» Recorded data:
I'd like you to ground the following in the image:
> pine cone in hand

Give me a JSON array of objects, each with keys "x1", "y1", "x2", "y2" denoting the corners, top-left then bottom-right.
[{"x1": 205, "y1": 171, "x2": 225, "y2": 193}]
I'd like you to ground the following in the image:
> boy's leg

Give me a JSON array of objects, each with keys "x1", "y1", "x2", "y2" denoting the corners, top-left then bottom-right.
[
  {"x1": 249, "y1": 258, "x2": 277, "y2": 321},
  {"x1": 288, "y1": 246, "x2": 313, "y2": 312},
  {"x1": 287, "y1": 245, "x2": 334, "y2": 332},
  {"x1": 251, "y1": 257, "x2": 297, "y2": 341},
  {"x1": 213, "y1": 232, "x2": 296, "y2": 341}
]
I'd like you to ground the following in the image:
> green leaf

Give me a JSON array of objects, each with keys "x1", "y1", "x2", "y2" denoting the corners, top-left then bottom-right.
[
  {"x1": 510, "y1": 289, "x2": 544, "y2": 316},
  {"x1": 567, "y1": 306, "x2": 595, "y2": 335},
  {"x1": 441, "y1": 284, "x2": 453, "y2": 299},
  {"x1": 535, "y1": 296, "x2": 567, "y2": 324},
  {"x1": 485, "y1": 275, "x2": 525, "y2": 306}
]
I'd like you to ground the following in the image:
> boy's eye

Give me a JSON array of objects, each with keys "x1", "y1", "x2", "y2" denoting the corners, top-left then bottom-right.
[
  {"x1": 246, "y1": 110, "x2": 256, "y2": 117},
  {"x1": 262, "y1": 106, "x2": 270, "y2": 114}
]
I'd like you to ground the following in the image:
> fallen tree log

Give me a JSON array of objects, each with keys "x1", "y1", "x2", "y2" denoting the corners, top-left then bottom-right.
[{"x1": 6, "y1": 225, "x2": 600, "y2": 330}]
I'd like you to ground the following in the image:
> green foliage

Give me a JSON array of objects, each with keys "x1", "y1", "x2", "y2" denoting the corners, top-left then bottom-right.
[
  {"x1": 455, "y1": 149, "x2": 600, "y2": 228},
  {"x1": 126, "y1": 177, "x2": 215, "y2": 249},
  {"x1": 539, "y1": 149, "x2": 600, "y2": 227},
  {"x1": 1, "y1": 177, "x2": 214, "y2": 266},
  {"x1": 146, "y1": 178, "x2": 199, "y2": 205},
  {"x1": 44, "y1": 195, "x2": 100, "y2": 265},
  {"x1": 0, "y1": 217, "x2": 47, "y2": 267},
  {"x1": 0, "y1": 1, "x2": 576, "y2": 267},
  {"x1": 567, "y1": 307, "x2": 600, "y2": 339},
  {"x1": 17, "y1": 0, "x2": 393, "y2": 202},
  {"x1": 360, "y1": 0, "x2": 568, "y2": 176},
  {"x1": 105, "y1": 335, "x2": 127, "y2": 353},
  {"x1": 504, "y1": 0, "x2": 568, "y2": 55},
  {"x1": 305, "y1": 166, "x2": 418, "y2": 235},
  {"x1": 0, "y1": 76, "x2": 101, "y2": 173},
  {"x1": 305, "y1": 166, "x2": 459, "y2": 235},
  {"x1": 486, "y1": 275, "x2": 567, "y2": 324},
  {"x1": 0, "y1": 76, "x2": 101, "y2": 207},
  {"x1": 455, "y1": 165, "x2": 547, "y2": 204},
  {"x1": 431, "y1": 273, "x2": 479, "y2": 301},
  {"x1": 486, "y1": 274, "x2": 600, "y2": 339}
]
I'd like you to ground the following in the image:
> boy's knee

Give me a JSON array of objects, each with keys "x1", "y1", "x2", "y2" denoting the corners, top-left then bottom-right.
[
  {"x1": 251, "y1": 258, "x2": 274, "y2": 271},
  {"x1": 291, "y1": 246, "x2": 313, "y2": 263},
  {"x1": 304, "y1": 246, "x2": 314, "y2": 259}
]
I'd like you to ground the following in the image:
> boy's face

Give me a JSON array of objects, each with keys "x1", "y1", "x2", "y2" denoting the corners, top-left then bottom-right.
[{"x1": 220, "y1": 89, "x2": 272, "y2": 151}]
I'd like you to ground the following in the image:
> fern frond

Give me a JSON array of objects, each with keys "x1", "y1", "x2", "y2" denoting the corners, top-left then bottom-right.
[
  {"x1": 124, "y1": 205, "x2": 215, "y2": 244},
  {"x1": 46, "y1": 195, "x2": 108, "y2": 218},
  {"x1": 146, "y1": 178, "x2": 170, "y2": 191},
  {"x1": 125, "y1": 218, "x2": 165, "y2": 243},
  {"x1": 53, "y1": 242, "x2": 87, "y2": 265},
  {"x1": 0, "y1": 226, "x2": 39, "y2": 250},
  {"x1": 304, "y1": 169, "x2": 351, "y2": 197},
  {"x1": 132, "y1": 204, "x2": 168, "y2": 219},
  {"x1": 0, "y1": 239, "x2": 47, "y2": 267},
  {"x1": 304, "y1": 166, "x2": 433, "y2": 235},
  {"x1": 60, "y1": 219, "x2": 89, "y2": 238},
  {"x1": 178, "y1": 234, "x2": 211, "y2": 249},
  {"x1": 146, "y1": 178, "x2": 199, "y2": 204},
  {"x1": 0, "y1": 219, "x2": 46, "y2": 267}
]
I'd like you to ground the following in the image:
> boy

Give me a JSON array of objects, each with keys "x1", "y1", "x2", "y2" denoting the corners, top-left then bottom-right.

» Goal of the exercise: The full material above needs to be returned unaltered.

» Your response:
I'd like you to ground the following in the image:
> pine cone in hand

Give me a JSON array of objects, each with keys "x1", "y1", "x2", "y2" denoting the corners, top-left then bottom-right.
[{"x1": 205, "y1": 171, "x2": 225, "y2": 193}]
I'd like you to ground the following in the image:
> boy's leg

Give me a JSON array of objects, each with keys "x1", "y1", "x2", "y2" denoting the corners, top-left then bottom-right.
[
  {"x1": 249, "y1": 258, "x2": 277, "y2": 321},
  {"x1": 288, "y1": 246, "x2": 313, "y2": 312},
  {"x1": 287, "y1": 245, "x2": 334, "y2": 332},
  {"x1": 251, "y1": 257, "x2": 297, "y2": 341},
  {"x1": 213, "y1": 232, "x2": 296, "y2": 341}
]
I'd like you to ground the following in the image:
> green leaf

Give me a JSON array of objects, each with keys "x1", "y1", "x2", "y2" denoting the corners, top-left then bottom-right.
[
  {"x1": 510, "y1": 289, "x2": 544, "y2": 316},
  {"x1": 567, "y1": 306, "x2": 595, "y2": 335},
  {"x1": 441, "y1": 284, "x2": 453, "y2": 299},
  {"x1": 535, "y1": 296, "x2": 567, "y2": 324},
  {"x1": 485, "y1": 275, "x2": 525, "y2": 306}
]
I'd like you to ground the following in the image:
> boy's eye

Give me a JSON array of objects, each with keys "x1", "y1", "x2", "y2" denoting the corners, top-left then bottom-right.
[
  {"x1": 246, "y1": 110, "x2": 256, "y2": 117},
  {"x1": 262, "y1": 106, "x2": 270, "y2": 114}
]
I'd like you to ground the following in the image:
> fallen tree log

Give me a JSON array of objects, each with keys "x1", "y1", "x2", "y2" denoting the corners, top-left then bottom-right.
[{"x1": 6, "y1": 225, "x2": 600, "y2": 330}]
I'd like you to ground the following in the image:
> green foliage

Give me a JSON array of objects, each with keys "x1", "y1", "x2", "y2" denoting the corners, top-left then bottom-right.
[
  {"x1": 455, "y1": 149, "x2": 600, "y2": 228},
  {"x1": 126, "y1": 177, "x2": 215, "y2": 249},
  {"x1": 539, "y1": 149, "x2": 600, "y2": 227},
  {"x1": 1, "y1": 177, "x2": 214, "y2": 266},
  {"x1": 146, "y1": 178, "x2": 199, "y2": 205},
  {"x1": 44, "y1": 195, "x2": 100, "y2": 265},
  {"x1": 0, "y1": 217, "x2": 47, "y2": 267},
  {"x1": 0, "y1": 1, "x2": 576, "y2": 267},
  {"x1": 567, "y1": 307, "x2": 600, "y2": 339},
  {"x1": 17, "y1": 0, "x2": 393, "y2": 202},
  {"x1": 360, "y1": 0, "x2": 568, "y2": 176},
  {"x1": 105, "y1": 335, "x2": 127, "y2": 353},
  {"x1": 504, "y1": 0, "x2": 568, "y2": 55},
  {"x1": 305, "y1": 166, "x2": 418, "y2": 235},
  {"x1": 0, "y1": 76, "x2": 101, "y2": 173},
  {"x1": 305, "y1": 166, "x2": 459, "y2": 235},
  {"x1": 486, "y1": 275, "x2": 567, "y2": 324},
  {"x1": 0, "y1": 76, "x2": 101, "y2": 207},
  {"x1": 455, "y1": 165, "x2": 547, "y2": 204},
  {"x1": 431, "y1": 273, "x2": 479, "y2": 301},
  {"x1": 486, "y1": 274, "x2": 600, "y2": 339}
]
I'd like you to ground the following in the image:
> boy's knee

Give me a JSON array of objects, each with keys "x1", "y1", "x2", "y2" denoting the corners, top-left then bottom-right.
[
  {"x1": 251, "y1": 258, "x2": 274, "y2": 271},
  {"x1": 291, "y1": 246, "x2": 313, "y2": 263},
  {"x1": 304, "y1": 246, "x2": 314, "y2": 259}
]
I'd like you to ground the following in the image:
> boy's face

Give me a JSON array of objects, each with keys "x1", "y1", "x2", "y2" denoting the corners, top-left then bottom-right.
[{"x1": 220, "y1": 89, "x2": 272, "y2": 151}]
I'd like you to ground the following in the image:
> fern frond

Give me a JSON array of objects, each with keys "x1", "y1", "x2", "y2" denoting the corners, top-left then bottom-right.
[
  {"x1": 124, "y1": 205, "x2": 215, "y2": 244},
  {"x1": 46, "y1": 195, "x2": 108, "y2": 218},
  {"x1": 146, "y1": 178, "x2": 170, "y2": 191},
  {"x1": 125, "y1": 218, "x2": 165, "y2": 243},
  {"x1": 53, "y1": 242, "x2": 87, "y2": 265},
  {"x1": 0, "y1": 226, "x2": 39, "y2": 250},
  {"x1": 304, "y1": 169, "x2": 351, "y2": 197},
  {"x1": 132, "y1": 204, "x2": 168, "y2": 219},
  {"x1": 0, "y1": 239, "x2": 47, "y2": 267},
  {"x1": 304, "y1": 166, "x2": 433, "y2": 235},
  {"x1": 60, "y1": 219, "x2": 89, "y2": 238},
  {"x1": 178, "y1": 234, "x2": 211, "y2": 249},
  {"x1": 146, "y1": 178, "x2": 199, "y2": 204},
  {"x1": 0, "y1": 219, "x2": 46, "y2": 267}
]
I'd like you to ground the following in the image:
> boy

Give me a JSON array of objects, each with keys "x1", "y1", "x2", "y2" denoting the corners, top-left then bottom-right.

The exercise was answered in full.